═════ Supplied material ═════

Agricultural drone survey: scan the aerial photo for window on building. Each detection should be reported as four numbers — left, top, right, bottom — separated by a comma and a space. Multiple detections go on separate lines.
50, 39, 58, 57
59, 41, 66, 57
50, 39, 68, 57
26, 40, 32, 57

═════

Print the whole listing above again, line for line, without changing anything.

Agricultural drone survey: scan the aerial photo for window on building. Each detection should be reported as four numbers — left, top, right, bottom — separated by a comma and a space. Multiple detections go on separate lines.
50, 39, 58, 57
59, 41, 66, 57
50, 39, 68, 57
26, 40, 32, 57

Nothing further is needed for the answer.